> [Exercise goal]
Could you restate all of the records below exactly, with the pictures left out?

> [Given records]
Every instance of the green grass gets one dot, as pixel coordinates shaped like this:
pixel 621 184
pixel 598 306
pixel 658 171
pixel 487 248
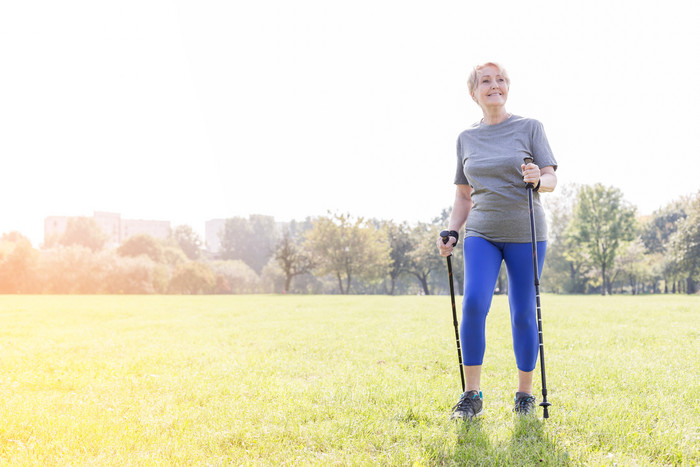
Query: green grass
pixel 329 380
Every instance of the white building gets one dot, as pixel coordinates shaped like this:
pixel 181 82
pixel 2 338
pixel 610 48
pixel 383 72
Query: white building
pixel 116 228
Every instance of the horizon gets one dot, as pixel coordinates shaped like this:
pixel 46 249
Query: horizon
pixel 188 111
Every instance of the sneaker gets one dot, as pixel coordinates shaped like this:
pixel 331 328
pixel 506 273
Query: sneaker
pixel 524 403
pixel 470 405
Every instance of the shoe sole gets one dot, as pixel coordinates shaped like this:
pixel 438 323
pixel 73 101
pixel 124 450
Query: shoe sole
pixel 478 414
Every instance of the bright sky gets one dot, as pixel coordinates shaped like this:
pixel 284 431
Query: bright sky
pixel 192 110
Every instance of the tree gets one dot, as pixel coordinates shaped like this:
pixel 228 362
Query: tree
pixel 188 240
pixel 83 231
pixel 602 220
pixel 292 258
pixel 657 232
pixel 72 270
pixel 251 240
pixel 192 278
pixel 424 257
pixel 131 275
pixel 18 262
pixel 401 245
pixel 142 244
pixel 348 248
pixel 235 276
pixel 684 245
pixel 567 263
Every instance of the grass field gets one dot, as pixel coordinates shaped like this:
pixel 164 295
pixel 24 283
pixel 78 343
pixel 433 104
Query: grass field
pixel 330 380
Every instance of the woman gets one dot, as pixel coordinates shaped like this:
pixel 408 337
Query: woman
pixel 492 200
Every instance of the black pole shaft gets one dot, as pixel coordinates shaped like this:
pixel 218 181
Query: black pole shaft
pixel 535 269
pixel 454 320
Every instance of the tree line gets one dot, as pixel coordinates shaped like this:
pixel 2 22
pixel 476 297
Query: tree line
pixel 597 244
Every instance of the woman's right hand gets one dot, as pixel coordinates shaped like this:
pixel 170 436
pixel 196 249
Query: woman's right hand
pixel 446 248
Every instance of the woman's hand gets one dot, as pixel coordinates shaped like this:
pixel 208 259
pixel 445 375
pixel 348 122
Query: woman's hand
pixel 446 249
pixel 531 173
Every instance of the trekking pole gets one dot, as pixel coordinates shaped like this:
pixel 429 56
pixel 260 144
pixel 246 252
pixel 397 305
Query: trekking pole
pixel 544 404
pixel 445 238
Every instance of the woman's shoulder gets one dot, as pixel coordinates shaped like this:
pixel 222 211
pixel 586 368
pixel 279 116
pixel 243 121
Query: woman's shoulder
pixel 525 121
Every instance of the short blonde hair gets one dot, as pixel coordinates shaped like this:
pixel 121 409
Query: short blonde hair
pixel 472 82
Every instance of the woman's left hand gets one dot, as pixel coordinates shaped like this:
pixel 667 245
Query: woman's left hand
pixel 531 173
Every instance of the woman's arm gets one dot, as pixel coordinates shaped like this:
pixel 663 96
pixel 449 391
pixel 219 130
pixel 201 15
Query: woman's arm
pixel 544 176
pixel 460 211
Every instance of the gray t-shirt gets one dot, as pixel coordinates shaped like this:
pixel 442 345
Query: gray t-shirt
pixel 489 159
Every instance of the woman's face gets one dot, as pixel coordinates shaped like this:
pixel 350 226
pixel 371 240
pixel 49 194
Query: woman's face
pixel 491 89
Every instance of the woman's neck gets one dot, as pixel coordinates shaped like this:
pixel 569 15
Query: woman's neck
pixel 495 117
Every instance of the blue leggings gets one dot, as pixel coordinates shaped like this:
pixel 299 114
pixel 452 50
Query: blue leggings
pixel 482 263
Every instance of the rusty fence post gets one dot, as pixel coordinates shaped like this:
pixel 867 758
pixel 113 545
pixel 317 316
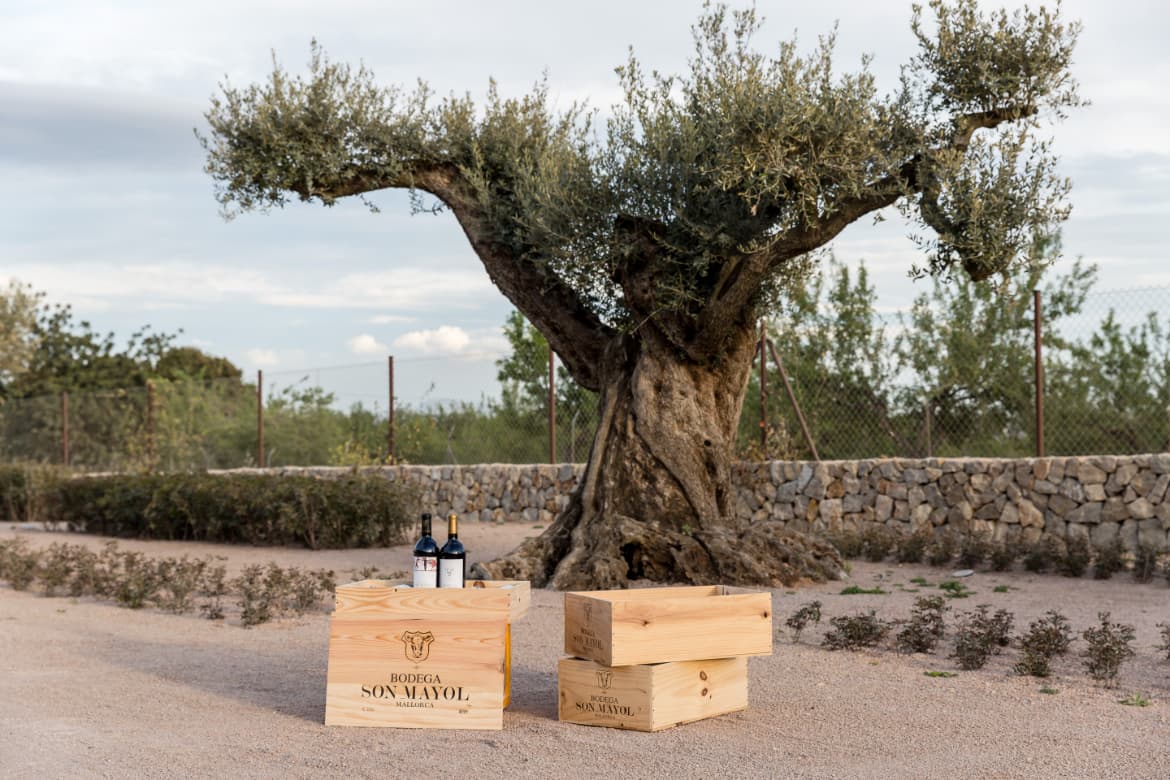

> [Exercise answer]
Every instance of the green grass gets one dot, as pixel coordinates shaped like this:
pixel 621 184
pixel 598 306
pixel 658 171
pixel 487 248
Query: green grass
pixel 329 380
Every instance of the white building gets one dot, as pixel coordinates shaped like this:
pixel 181 82
pixel 2 338
pixel 610 48
pixel 383 72
Query: white building
pixel 116 228
Every instance of the horizon gets one dot, as pixel coordinates shaped like this:
pixel 46 249
Query: horizon
pixel 188 111
Every instance of the sneaker gets one dot, as pixel coordinates shaped like this:
pixel 331 328
pixel 506 273
Query: sneaker
pixel 524 403
pixel 470 405
Every instance of the shoe sole gets one dot, as pixel coordinates shaped like this:
pixel 438 323
pixel 73 101
pixel 124 450
Query: shoe sole
pixel 478 414
Every instance of the bright sky gets one dot, as pixel coordinates shaped like this:
pixel 284 431
Query: bright sky
pixel 192 110
Every instance of the tree gets one dot, as pixel coordinates shaped like this:
pixel 228 362
Query: tree
pixel 188 240
pixel 83 231
pixel 602 220
pixel 292 258
pixel 657 232
pixel 72 270
pixel 251 240
pixel 192 278
pixel 424 257
pixel 131 275
pixel 18 262
pixel 401 245
pixel 142 244
pixel 348 248
pixel 235 276
pixel 684 245
pixel 567 263
Every instance of the grass field gets one dot, as pixel coordinates shaped like this:
pixel 164 295
pixel 24 283
pixel 78 343
pixel 433 104
Query: grass field
pixel 330 380
Every instance of the woman gets one dot, as pixel coordinates shaped like this:
pixel 408 337
Query: woman
pixel 492 200
Every instance of the black pole shaft gets one dot, as pixel coordinates shaped like this:
pixel 218 181
Query: black pole shaft
pixel 535 269
pixel 454 320
Every instance of the tree line gets one dot, as pixel coordinates shaped like this:
pixel 2 22
pixel 476 297
Query: tree line
pixel 597 244
Every instance of the woman's right hand gets one dot, as pixel coordinates shaped like this:
pixel 170 436
pixel 196 249
Query: woman's right hand
pixel 446 248
Every instance of the woman's hand gets one dot, as pixel coordinates shaped like this:
pixel 208 259
pixel 445 375
pixel 348 122
Query: woman's hand
pixel 446 249
pixel 531 173
Every instance of the trekking pole gets one dot, as pixel coordinates shaped like this:
pixel 429 56
pixel 260 144
pixel 246 252
pixel 397 305
Query: trekking pole
pixel 544 404
pixel 445 238
Every instance of the woman's shoulder gets one dot, as pixel coordinates shaped like this:
pixel 222 211
pixel 586 368
pixel 279 116
pixel 243 121
Query: woman's shoulder
pixel 525 121
Every instance of the short blonde hair gets one dot, as pixel coordinates shaped like this:
pixel 121 409
Query: short blonde hair
pixel 472 82
Every instance of the woman's left hand gets one dot, as pixel coordinates shaped like this:
pixel 667 245
Query: woman's left hand
pixel 531 173
Every instance of the woman's arm gets one dot, as pixel coordinates shaped like this:
pixel 663 96
pixel 449 391
pixel 219 130
pixel 201 15
Query: woman's arm
pixel 544 176
pixel 460 211
Every instance of the gray t-shirt gets one dot, as pixel coordinates shaped like this:
pixel 442 345
Query: gray t-shirt
pixel 489 159
Every instance of the woman's face gets one dot, as pixel coordinates shaped like this:
pixel 350 226
pixel 371 240
pixel 49 194
Query: woman's face
pixel 491 89
Every instance of the woman's neck gets one dot, as pixel coordinates shaped like this:
pixel 569 15
Query: woman's neck
pixel 495 117
Every instance of the blue leggings gets one dot, as pixel coordinates shaped like this:
pixel 299 114
pixel 452 50
Query: blue leggings
pixel 482 263
Every instance of the rusty fence post gets one dot, as pixel coordinates shaped like this:
pixel 867 758
pixel 113 545
pixel 317 316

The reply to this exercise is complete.